▶ [Work required]: So that nothing is lost, restate each entry exactly as supplied.

-- Opening Marker --

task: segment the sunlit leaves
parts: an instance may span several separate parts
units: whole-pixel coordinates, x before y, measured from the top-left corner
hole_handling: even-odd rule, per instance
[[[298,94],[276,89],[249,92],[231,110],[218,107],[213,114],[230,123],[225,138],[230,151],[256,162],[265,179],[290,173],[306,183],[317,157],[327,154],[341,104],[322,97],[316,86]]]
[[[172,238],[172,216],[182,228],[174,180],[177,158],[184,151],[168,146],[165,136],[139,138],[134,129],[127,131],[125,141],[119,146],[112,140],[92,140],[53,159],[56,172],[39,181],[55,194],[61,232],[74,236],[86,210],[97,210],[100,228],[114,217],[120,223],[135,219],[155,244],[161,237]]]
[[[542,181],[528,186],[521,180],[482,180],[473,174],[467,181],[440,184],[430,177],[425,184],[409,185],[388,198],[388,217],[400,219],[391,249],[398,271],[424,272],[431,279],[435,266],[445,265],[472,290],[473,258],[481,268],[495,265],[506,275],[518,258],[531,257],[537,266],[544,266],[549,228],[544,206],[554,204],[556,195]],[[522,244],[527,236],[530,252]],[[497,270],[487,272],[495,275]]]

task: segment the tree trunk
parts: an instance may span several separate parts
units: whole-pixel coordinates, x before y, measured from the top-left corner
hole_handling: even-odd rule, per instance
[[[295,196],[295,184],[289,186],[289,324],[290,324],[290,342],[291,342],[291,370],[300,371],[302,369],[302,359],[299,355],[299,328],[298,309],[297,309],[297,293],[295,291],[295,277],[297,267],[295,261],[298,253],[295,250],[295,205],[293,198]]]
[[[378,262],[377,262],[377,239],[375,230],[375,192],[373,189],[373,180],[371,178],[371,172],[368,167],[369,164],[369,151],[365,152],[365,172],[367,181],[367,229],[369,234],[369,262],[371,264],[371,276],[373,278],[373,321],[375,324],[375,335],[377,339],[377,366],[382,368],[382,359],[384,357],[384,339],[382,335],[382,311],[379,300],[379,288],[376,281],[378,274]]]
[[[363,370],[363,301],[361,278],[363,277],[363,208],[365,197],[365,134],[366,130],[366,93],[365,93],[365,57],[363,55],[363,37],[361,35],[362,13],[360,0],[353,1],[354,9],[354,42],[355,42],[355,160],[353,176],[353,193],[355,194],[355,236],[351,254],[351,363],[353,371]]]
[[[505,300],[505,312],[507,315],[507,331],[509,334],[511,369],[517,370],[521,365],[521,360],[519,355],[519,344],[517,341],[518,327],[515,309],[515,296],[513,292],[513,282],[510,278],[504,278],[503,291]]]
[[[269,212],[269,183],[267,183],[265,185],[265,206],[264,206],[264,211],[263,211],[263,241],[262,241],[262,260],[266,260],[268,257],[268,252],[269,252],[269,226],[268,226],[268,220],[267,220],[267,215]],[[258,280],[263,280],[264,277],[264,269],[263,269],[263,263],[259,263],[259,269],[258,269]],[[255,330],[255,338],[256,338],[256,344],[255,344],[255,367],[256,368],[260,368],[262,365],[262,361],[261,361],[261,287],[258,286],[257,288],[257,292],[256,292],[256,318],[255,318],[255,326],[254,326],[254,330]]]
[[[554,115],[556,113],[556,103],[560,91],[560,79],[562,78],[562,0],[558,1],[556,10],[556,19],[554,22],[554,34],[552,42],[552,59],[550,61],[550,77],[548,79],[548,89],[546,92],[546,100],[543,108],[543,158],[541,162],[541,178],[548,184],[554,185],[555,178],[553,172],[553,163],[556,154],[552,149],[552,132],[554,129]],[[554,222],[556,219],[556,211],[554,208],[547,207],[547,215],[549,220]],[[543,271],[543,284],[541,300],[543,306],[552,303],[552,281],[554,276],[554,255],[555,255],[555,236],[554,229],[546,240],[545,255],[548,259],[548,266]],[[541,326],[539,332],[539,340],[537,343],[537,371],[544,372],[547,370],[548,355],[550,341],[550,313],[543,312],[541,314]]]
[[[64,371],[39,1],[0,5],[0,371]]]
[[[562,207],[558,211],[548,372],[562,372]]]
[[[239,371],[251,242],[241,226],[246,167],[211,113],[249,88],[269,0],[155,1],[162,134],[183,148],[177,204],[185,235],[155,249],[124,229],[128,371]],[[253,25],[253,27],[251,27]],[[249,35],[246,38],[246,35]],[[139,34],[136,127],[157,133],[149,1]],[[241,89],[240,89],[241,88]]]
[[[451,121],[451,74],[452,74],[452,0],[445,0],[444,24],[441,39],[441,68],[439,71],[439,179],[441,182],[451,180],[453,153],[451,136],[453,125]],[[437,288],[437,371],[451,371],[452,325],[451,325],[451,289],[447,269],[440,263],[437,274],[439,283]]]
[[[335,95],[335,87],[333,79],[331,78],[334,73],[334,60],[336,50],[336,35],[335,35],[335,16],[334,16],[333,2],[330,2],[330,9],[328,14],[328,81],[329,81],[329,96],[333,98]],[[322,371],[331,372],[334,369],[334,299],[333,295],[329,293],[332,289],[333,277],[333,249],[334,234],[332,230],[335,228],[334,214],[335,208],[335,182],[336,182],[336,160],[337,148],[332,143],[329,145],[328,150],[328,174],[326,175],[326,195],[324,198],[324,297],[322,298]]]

-- Closing Marker --

▶ [Result]:
task: segment the sunlit leaves
parts: an instance may span several separate parts
units: whole-pixel coordinates, x before y, measured from the top-left corner
hole_handling: even-odd rule, per instance
[[[298,94],[276,89],[249,92],[231,110],[218,107],[213,114],[230,123],[225,138],[230,151],[256,162],[265,179],[290,173],[306,183],[317,157],[327,154],[341,104],[322,97],[316,86]]]
[[[172,238],[172,216],[182,228],[174,180],[177,158],[184,151],[168,146],[165,136],[139,138],[134,129],[127,131],[125,141],[119,146],[112,140],[92,140],[53,159],[56,172],[39,181],[55,194],[61,232],[74,236],[86,210],[97,210],[100,228],[114,217],[120,223],[135,219],[155,244],[161,237]]]
[[[542,181],[528,186],[521,180],[482,180],[473,174],[467,181],[440,184],[430,177],[425,184],[409,185],[388,198],[388,217],[400,219],[391,249],[398,271],[424,272],[431,279],[435,266],[445,265],[472,290],[473,258],[481,268],[495,265],[506,275],[518,258],[531,257],[537,266],[544,266],[549,228],[544,206],[554,204],[556,195]],[[522,244],[527,236],[530,252]],[[497,270],[487,272],[495,275]]]

task: segment the tree trunk
parts: an instance may span several separate parts
units: whole-pixel coordinates, x before y, measured from the top-left corner
hole_handling: even-odd rule, per instance
[[[295,196],[295,184],[289,186],[289,324],[290,324],[290,342],[291,342],[291,370],[300,371],[302,369],[302,359],[299,355],[299,328],[298,309],[297,309],[297,293],[295,291],[295,277],[297,267],[295,261],[298,253],[295,250],[295,205],[293,198]]]
[[[378,262],[377,262],[377,239],[375,230],[375,192],[373,189],[373,180],[371,178],[371,172],[368,167],[369,164],[369,151],[365,152],[365,172],[367,181],[367,229],[369,234],[369,262],[371,264],[371,276],[373,278],[373,321],[375,324],[375,335],[377,339],[377,366],[382,368],[382,359],[384,357],[384,339],[382,335],[382,311],[379,300],[379,288],[376,281],[378,274]]]
[[[363,370],[363,301],[361,278],[363,277],[363,208],[365,197],[365,134],[366,130],[366,93],[365,93],[365,57],[363,55],[363,37],[361,35],[362,13],[360,0],[353,1],[354,9],[354,42],[355,42],[355,160],[353,176],[353,193],[355,194],[355,236],[351,254],[351,363],[353,371]]]
[[[505,300],[505,312],[507,315],[507,331],[509,334],[511,369],[517,370],[521,365],[521,360],[519,355],[519,344],[517,341],[518,327],[515,309],[515,296],[513,292],[513,282],[510,278],[504,278],[503,291]]]
[[[269,212],[269,183],[267,183],[265,185],[265,206],[264,206],[264,211],[263,211],[263,241],[262,241],[262,260],[266,260],[268,257],[268,252],[269,252],[269,226],[268,226],[268,220],[267,220],[267,215]],[[258,280],[263,280],[264,277],[264,269],[263,269],[263,263],[259,263],[259,269],[258,269]],[[255,330],[255,338],[256,338],[256,344],[255,344],[255,367],[256,368],[260,368],[262,365],[262,361],[261,361],[261,287],[258,286],[257,288],[257,292],[256,292],[256,318],[255,318],[255,326],[254,326],[254,330]]]
[[[554,115],[556,113],[556,103],[560,91],[560,79],[562,78],[562,0],[558,1],[556,10],[556,19],[554,22],[554,34],[552,42],[552,59],[550,61],[550,77],[548,79],[548,89],[546,92],[546,100],[543,108],[543,158],[541,162],[541,178],[548,184],[554,185],[555,178],[553,172],[553,163],[556,154],[552,149],[552,132],[554,129]],[[554,222],[556,219],[556,211],[554,208],[547,207],[547,215],[549,220]],[[543,271],[543,284],[541,300],[543,306],[552,303],[552,281],[554,276],[554,255],[555,255],[555,236],[554,229],[546,240],[545,255],[548,259],[548,266]],[[541,326],[539,332],[539,340],[537,343],[537,371],[544,372],[547,370],[548,355],[550,341],[550,313],[543,312],[541,314]]]
[[[64,371],[39,1],[0,5],[0,371]]]
[[[562,207],[558,211],[548,372],[562,372]]]
[[[239,371],[251,242],[241,226],[246,167],[211,113],[249,88],[269,0],[155,1],[162,134],[183,148],[177,204],[185,235],[155,249],[124,229],[128,371]],[[253,25],[253,27],[251,27]],[[249,35],[246,38],[246,35]],[[139,34],[136,127],[157,133],[149,1]],[[241,89],[240,89],[241,88]]]
[[[451,121],[451,74],[452,74],[452,0],[445,0],[444,24],[441,39],[441,68],[439,71],[439,179],[441,182],[451,180],[453,153],[451,136],[453,125]],[[437,288],[437,371],[451,371],[452,325],[451,325],[451,289],[447,269],[440,263],[437,274],[439,283]]]
[[[335,95],[335,87],[333,79],[331,78],[334,73],[334,60],[336,50],[336,35],[335,35],[335,16],[334,16],[333,2],[330,2],[330,9],[328,14],[328,81],[329,81],[329,96],[333,98]],[[322,371],[331,372],[334,369],[334,299],[333,295],[329,293],[332,289],[333,277],[333,249],[334,234],[332,230],[335,228],[334,214],[335,208],[335,182],[336,182],[336,160],[337,148],[332,143],[329,145],[328,150],[328,174],[326,175],[326,195],[324,198],[324,297],[322,298]]]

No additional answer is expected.